>> START Source extract

![]()
![]()
![]()
-------------------------
Via Workers World News Service
Reprinted from the July 24, 1997
issue of Workers World newspaper
-------------------------Vietnam, Nike & U.S. imperialism
U.S. government should pay war reparation
By Deirdre Griswold
In June, a Vietnamese court sentenced a Nike factory supervisor to six months in prison for forcing 56 workers to jog around the plant in the heat of the day. Several workers had fainted. The supervisor was from Taiwan.
The prison sentence was a signal to the many foreign companies that have opened plants in Vietnam not to behave the way they do in repressive capitalist countries.
Indonesia is another place where Nike has extensive factories. But there, it is the workers, not management, who police regularly attack and jail.
The Indonesian government is the product of a fascist military coup in 1965 that was backed by Washington. It has the blood of a million workers, peasants and progressives-- slaughtered by the military in the aftermath of the coup--on its hands.

>> END Source extract
>> START Dataset excerpts

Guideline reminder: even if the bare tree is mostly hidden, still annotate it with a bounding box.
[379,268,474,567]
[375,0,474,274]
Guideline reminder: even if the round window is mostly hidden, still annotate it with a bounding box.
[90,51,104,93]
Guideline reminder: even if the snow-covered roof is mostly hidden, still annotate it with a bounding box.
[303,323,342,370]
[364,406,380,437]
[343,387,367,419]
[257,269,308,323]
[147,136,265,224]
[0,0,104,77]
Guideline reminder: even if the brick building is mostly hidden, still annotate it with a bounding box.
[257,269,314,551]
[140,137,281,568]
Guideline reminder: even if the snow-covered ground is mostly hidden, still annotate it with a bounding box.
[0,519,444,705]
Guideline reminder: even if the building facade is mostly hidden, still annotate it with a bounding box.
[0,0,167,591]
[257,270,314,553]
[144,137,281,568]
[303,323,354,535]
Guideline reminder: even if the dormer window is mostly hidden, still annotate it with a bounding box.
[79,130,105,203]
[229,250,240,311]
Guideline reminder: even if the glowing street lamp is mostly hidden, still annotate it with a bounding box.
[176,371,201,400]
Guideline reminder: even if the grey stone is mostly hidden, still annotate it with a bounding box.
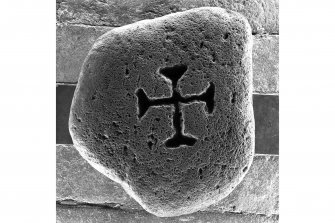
[252,35,279,94]
[56,205,279,223]
[207,155,279,216]
[57,0,279,34]
[56,25,111,83]
[56,24,279,94]
[56,145,141,209]
[69,7,255,217]
[56,145,279,215]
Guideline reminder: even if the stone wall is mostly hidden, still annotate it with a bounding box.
[56,0,279,223]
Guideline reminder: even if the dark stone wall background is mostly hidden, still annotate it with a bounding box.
[56,0,279,223]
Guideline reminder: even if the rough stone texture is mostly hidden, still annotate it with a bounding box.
[56,24,279,94]
[56,145,279,215]
[208,155,279,215]
[253,95,279,154]
[57,0,279,34]
[69,7,255,217]
[252,35,279,94]
[56,85,75,144]
[56,205,279,223]
[56,145,141,209]
[56,84,279,155]
[56,25,111,82]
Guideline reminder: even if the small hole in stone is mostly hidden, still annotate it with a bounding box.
[223,33,230,39]
[230,92,237,103]
[123,146,128,156]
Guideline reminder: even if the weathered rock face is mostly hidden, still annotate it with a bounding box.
[69,8,254,216]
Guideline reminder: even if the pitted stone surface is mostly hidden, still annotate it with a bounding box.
[56,145,279,215]
[56,24,279,94]
[69,8,254,216]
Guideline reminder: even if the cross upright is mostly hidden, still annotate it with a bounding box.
[136,64,215,148]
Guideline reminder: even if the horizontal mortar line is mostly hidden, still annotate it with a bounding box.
[252,92,279,96]
[56,82,279,96]
[56,199,279,217]
[56,21,121,29]
[56,82,77,87]
[56,22,279,37]
[56,143,279,157]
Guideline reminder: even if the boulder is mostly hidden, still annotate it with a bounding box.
[69,7,255,217]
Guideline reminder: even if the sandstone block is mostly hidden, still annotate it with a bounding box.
[56,25,111,82]
[57,0,279,34]
[69,8,254,217]
[56,145,279,215]
[56,24,279,94]
[56,205,279,223]
[252,35,279,94]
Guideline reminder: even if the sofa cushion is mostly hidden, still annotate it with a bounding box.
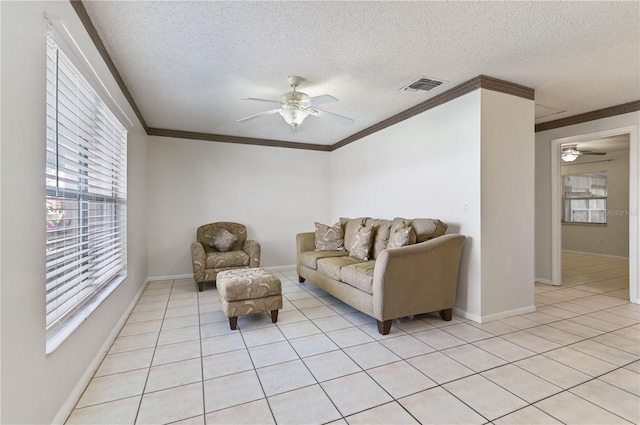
[298,251,349,270]
[387,218,416,249]
[206,251,249,269]
[315,223,345,251]
[410,218,447,243]
[340,260,376,294]
[365,218,391,259]
[349,224,373,261]
[318,255,362,280]
[340,217,366,247]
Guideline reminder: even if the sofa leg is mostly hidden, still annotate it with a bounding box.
[229,316,238,331]
[376,320,391,335]
[440,308,453,322]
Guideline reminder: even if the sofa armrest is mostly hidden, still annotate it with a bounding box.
[373,234,465,321]
[242,240,260,267]
[191,242,207,283]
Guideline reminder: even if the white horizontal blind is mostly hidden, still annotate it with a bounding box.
[46,36,127,330]
[562,171,607,224]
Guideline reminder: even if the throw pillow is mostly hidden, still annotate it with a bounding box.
[387,220,415,249]
[349,224,373,261]
[209,229,238,252]
[316,223,345,251]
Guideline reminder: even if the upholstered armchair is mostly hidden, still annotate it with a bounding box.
[191,222,260,292]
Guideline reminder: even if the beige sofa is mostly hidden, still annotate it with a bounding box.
[296,217,465,335]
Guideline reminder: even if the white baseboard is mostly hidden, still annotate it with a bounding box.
[51,279,149,424]
[562,249,629,260]
[147,273,193,282]
[147,264,296,282]
[453,305,536,323]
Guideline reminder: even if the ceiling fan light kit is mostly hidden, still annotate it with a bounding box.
[560,145,607,162]
[560,149,580,162]
[238,75,353,133]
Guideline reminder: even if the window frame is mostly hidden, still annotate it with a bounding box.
[45,33,128,355]
[562,170,609,226]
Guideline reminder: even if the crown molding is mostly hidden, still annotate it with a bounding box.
[69,0,148,131]
[74,0,640,152]
[147,127,331,152]
[536,100,640,133]
[331,75,535,151]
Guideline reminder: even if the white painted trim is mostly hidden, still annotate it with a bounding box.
[535,277,557,286]
[51,279,149,424]
[147,273,195,283]
[147,264,296,282]
[551,125,640,304]
[453,305,536,323]
[562,249,629,260]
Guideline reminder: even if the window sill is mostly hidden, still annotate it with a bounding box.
[46,275,127,357]
[561,221,607,227]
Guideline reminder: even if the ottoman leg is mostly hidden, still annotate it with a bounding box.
[229,316,238,331]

>> END Dataset excerpts

**Exercise tasks:**
1. Shift every bounding box coordinate in the listing up by 12, covering everything from the start of the listing down through the line containing "[176,371,201,400]". Give all those lines again, keeping the guideline reminders in place.
2. Extend the article on Nike, Vietnam, and U.S. imperialism, continuing from its final sentence.
The article and the listing are separate, unrelated material.

**Answers provided:**
1.
Guideline reminder: even if the bare tree is mostly hidden, still annotate it with a bounding box.
[391,280,486,579]
[387,12,486,286]
Guideline reminder: even if the round window is mostly hidden, still annotate it with a bounding box.
[102,63,116,105]
Guideline reminder: even if the snow-covered roof is mostly hidden, still annotate it with a bounding box.
[315,335,354,382]
[376,418,392,449]
[355,399,379,431]
[269,281,320,335]
[159,148,277,236]
[12,12,116,89]
Guideline reminder: even if the brick building is mostly hidden, still annotate it with a bounding box.
[269,281,326,563]
[152,149,293,580]
Guideline reminder: even if the snow-covered ground is mostly hidden, still annotate it with a bounding box.
[12,531,456,717]
Guideline reminder: even if the building facade is mostly hidden, still annotate it with a bounding box.
[12,12,179,603]
[269,282,326,565]
[156,149,293,580]
[315,335,366,547]
Guideline reminder: even if the dormer window is mostly hidden, still annotate it with a bounding box.
[91,142,117,215]
[241,262,252,323]
Guideline reminder: even if the glowing street lamp is mostly hidden, still annotate it with a bounding box.
[188,383,213,412]

2.
Vietnam's history is very different.
Vietnam's workers fought for decades for liberation from foreign domination and capitalist exploitation. They defeated the invading armies of first French and then U.S. imperialism and tried to build a socialist economy. But in recent years, Vietnam opened up to foreign capital to try to overcome severe poverty and underdevelopment.
It takes no imagination to understand why conditions there have been so harsh. The war took 3 million Vietnamese lives. It left 4.4 million people wounded and 400,000 missing in action.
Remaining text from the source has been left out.